[Assignment] Work out the number of lines with the word "Action" in the material below, then reply with that number only.
[Supplied data — start]
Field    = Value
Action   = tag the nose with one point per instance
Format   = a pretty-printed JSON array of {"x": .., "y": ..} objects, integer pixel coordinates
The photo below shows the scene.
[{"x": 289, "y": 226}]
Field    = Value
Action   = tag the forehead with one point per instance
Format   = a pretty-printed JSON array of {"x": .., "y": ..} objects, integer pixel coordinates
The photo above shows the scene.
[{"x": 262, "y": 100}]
[Supplied data — finish]
[Supplied data — start]
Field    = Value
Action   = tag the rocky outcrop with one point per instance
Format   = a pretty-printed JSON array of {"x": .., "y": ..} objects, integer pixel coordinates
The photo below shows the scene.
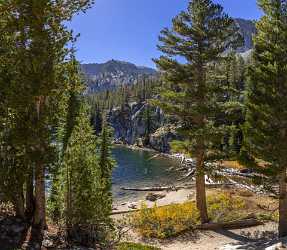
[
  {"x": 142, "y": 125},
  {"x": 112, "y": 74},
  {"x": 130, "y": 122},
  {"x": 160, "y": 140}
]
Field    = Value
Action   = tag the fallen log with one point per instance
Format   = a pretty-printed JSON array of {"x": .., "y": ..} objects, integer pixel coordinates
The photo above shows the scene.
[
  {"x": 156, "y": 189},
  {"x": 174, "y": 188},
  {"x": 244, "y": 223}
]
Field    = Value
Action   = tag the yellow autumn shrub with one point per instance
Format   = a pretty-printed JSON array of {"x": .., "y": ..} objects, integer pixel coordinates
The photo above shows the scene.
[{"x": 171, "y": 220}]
[Supplied data — finish]
[Exercise response] 5